Items listed in a dataset
════
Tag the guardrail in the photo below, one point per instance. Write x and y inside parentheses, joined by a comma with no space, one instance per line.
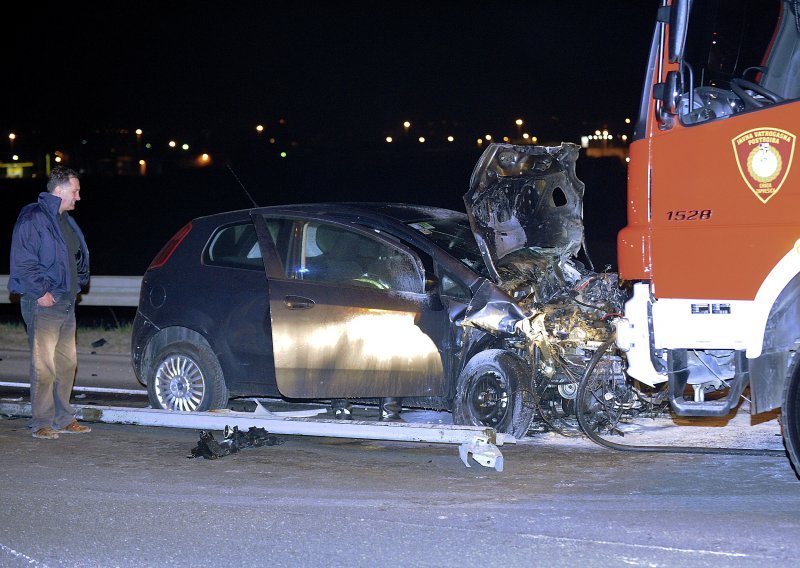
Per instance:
(103,291)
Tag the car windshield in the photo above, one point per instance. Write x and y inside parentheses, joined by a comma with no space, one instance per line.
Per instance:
(456,238)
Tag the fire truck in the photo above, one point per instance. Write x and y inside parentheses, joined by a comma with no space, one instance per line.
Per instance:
(712,242)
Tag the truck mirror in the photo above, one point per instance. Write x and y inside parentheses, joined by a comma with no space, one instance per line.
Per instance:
(668,94)
(678,24)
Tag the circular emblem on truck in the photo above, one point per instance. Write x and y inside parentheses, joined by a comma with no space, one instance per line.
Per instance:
(764,157)
(764,163)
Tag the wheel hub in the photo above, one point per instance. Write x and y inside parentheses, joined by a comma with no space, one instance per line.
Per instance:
(179,383)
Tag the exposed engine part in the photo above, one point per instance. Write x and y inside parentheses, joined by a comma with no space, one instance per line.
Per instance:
(233,441)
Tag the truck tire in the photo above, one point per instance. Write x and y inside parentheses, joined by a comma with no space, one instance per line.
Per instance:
(790,415)
(493,390)
(186,377)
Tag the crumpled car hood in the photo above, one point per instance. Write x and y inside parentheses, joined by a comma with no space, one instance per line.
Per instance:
(525,200)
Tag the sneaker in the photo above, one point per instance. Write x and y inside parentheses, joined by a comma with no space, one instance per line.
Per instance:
(45,433)
(75,428)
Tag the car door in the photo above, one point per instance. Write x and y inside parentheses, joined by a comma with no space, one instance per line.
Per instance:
(242,324)
(350,316)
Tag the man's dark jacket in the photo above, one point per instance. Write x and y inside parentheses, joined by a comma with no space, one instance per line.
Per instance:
(39,257)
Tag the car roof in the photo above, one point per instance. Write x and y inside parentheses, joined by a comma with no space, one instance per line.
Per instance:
(352,210)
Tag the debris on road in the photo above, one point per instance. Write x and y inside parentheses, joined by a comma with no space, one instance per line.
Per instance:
(255,437)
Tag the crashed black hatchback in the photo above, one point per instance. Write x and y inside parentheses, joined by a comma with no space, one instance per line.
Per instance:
(487,314)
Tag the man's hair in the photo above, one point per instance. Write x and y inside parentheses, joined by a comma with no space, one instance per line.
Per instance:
(59,176)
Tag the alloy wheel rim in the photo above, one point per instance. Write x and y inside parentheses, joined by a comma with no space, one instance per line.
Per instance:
(179,383)
(489,399)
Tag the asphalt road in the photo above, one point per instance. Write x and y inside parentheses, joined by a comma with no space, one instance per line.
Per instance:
(95,369)
(127,495)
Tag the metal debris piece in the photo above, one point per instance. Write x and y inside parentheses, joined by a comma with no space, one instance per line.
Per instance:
(255,437)
(483,452)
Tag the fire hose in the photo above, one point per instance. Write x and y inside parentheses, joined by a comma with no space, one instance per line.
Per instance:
(595,437)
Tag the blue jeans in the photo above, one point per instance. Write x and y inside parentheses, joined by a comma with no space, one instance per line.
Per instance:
(54,360)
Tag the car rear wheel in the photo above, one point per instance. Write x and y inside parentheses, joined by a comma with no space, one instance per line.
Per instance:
(493,390)
(790,416)
(186,377)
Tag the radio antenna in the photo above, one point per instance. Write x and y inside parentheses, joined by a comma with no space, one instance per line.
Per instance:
(247,193)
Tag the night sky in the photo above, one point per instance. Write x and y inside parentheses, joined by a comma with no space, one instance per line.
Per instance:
(348,72)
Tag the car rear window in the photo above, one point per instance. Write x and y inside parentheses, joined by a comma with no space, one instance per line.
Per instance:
(234,246)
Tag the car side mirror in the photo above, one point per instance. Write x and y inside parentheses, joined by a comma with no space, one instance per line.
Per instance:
(431,282)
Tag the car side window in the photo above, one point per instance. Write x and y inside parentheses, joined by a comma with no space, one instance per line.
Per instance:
(334,254)
(236,246)
(453,288)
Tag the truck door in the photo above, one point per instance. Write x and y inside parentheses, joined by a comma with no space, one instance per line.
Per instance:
(350,317)
(724,183)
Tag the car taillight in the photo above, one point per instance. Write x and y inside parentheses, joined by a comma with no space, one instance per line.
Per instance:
(166,251)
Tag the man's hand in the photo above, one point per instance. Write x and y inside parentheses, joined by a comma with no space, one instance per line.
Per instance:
(46,301)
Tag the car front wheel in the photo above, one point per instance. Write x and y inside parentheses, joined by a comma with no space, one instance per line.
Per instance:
(493,390)
(186,377)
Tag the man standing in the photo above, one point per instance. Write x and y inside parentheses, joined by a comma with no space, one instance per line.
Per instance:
(49,265)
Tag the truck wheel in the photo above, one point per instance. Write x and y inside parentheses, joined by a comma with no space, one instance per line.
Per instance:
(186,377)
(790,415)
(493,390)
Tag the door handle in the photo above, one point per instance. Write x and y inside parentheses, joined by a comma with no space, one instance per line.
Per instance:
(298,302)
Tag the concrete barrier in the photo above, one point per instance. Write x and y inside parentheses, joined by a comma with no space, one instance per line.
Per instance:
(103,291)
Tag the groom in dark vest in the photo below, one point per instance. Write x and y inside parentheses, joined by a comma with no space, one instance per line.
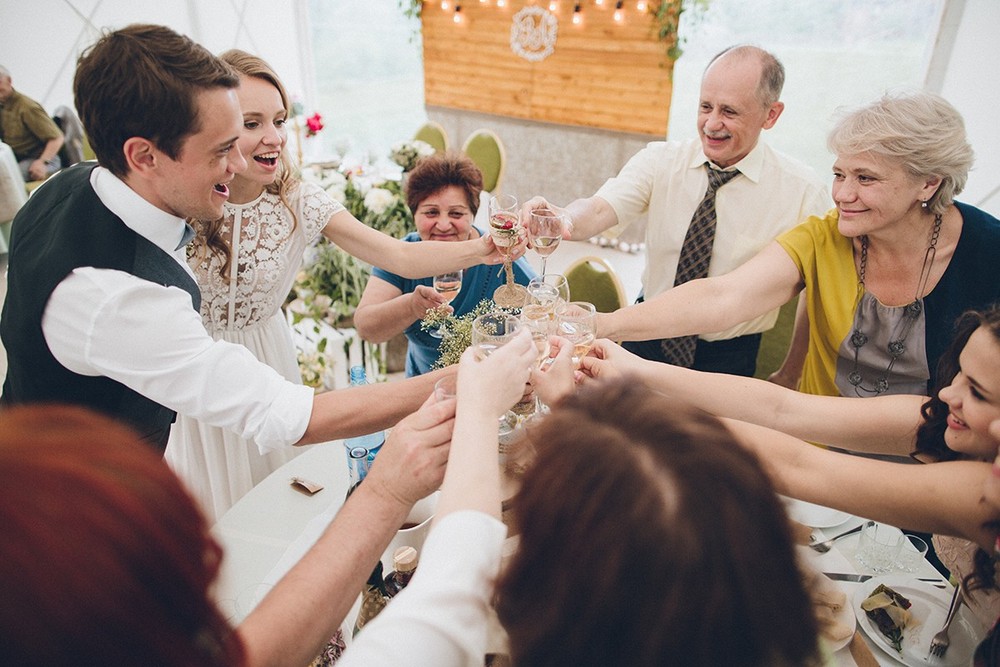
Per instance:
(102,309)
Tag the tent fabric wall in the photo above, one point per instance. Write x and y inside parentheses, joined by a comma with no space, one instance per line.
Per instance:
(42,39)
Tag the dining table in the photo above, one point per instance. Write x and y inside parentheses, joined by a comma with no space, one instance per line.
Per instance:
(268,530)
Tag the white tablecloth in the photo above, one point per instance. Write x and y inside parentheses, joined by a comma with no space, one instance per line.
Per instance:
(270,528)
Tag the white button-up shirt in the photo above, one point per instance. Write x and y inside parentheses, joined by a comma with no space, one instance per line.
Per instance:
(667,180)
(103,322)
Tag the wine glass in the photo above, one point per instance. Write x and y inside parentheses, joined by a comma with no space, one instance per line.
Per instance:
(545,229)
(505,231)
(549,290)
(576,321)
(447,285)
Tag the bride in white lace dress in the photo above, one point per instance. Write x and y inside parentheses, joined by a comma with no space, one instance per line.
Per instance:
(245,264)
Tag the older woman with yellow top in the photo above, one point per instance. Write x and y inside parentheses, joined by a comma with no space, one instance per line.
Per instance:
(885,273)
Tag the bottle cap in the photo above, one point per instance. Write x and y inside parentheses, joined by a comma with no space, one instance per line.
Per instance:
(404,559)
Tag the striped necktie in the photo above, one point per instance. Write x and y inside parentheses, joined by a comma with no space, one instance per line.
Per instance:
(696,254)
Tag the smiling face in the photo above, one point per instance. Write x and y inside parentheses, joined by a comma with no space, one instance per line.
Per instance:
(444,216)
(196,184)
(873,193)
(263,137)
(730,115)
(973,398)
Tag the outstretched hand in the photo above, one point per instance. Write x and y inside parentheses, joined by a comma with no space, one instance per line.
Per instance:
(608,359)
(555,379)
(496,382)
(411,464)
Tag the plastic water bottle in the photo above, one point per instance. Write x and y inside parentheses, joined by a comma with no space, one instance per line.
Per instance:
(361,450)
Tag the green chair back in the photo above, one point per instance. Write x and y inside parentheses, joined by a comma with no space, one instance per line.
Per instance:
(485,149)
(592,279)
(432,133)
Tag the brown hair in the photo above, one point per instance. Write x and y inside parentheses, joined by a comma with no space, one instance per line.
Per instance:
(105,558)
(930,442)
(210,237)
(649,537)
(143,81)
(438,171)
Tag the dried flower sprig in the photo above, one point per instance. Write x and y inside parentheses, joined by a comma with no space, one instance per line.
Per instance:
(459,328)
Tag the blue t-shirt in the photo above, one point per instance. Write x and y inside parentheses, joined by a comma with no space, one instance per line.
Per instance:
(478,283)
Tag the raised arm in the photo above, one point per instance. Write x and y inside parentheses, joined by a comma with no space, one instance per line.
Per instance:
(307,606)
(410,260)
(384,311)
(944,498)
(766,281)
(883,424)
(588,217)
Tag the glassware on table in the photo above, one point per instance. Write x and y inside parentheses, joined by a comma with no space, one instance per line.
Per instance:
(447,285)
(912,553)
(545,230)
(549,290)
(505,230)
(878,547)
(576,321)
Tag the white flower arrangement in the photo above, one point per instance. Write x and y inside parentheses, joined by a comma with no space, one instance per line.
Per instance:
(378,200)
(407,153)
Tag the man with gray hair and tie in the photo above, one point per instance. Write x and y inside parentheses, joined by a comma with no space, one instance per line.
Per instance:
(712,201)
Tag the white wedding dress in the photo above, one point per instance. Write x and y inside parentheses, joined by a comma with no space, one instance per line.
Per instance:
(217,465)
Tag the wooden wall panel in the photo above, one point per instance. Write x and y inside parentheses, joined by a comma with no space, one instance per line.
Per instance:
(602,74)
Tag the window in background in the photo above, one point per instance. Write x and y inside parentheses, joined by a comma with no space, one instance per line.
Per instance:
(369,74)
(835,54)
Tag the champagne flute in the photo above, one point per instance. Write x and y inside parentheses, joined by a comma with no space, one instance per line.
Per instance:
(576,321)
(545,229)
(549,290)
(447,285)
(505,231)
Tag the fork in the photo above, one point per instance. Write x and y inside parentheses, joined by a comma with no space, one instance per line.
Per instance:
(824,546)
(939,644)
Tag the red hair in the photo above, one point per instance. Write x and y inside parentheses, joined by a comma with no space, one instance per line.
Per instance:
(105,558)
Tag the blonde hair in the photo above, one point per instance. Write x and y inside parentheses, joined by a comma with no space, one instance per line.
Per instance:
(920,131)
(249,65)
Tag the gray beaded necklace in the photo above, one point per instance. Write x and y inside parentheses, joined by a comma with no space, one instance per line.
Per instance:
(897,341)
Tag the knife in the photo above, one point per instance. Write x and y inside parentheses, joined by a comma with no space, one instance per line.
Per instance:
(845,576)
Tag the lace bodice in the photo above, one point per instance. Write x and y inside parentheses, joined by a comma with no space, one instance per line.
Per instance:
(267,253)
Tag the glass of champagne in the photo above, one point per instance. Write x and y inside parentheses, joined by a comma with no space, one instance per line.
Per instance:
(549,290)
(505,230)
(545,230)
(576,321)
(447,285)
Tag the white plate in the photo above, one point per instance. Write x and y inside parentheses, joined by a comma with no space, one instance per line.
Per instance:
(814,516)
(930,606)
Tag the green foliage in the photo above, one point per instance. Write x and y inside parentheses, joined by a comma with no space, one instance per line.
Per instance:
(459,328)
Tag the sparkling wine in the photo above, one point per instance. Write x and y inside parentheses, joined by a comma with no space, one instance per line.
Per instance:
(546,245)
(484,350)
(449,289)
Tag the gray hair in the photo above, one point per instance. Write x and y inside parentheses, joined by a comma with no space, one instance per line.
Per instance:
(772,72)
(920,131)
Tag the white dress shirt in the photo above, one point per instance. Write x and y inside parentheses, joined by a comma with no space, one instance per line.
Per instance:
(667,180)
(441,617)
(103,322)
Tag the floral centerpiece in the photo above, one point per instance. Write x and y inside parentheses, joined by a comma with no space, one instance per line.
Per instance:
(459,328)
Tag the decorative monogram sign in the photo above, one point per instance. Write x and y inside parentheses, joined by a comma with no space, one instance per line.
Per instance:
(533,33)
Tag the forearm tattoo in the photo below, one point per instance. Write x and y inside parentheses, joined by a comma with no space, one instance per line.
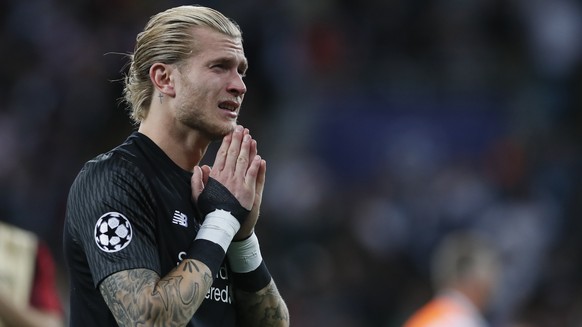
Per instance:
(138,297)
(263,308)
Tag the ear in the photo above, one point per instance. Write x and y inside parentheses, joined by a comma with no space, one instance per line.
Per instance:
(162,78)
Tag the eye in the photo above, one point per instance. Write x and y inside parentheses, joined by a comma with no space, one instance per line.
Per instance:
(218,66)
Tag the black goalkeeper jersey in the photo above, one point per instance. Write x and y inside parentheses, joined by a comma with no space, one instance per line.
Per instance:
(131,208)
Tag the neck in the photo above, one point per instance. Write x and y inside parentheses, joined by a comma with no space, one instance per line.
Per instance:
(184,146)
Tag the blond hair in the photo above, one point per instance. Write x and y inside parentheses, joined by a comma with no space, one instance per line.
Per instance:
(167,38)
════
[WORK TO COMPLETE] Every line in the data that holds "black" should be copied out.

[ANSWER TO THIS EXERCISE]
Tag the crashed black hatchback in the photo above, one point per instance. Write x and y inside parentheses, joined by a comma with no space, one instance per line.
Tag the black goalkeeper jersey in the photo above, one point per instance. Write x and y inside parentheses, joined by a comma with no space, one instance per line.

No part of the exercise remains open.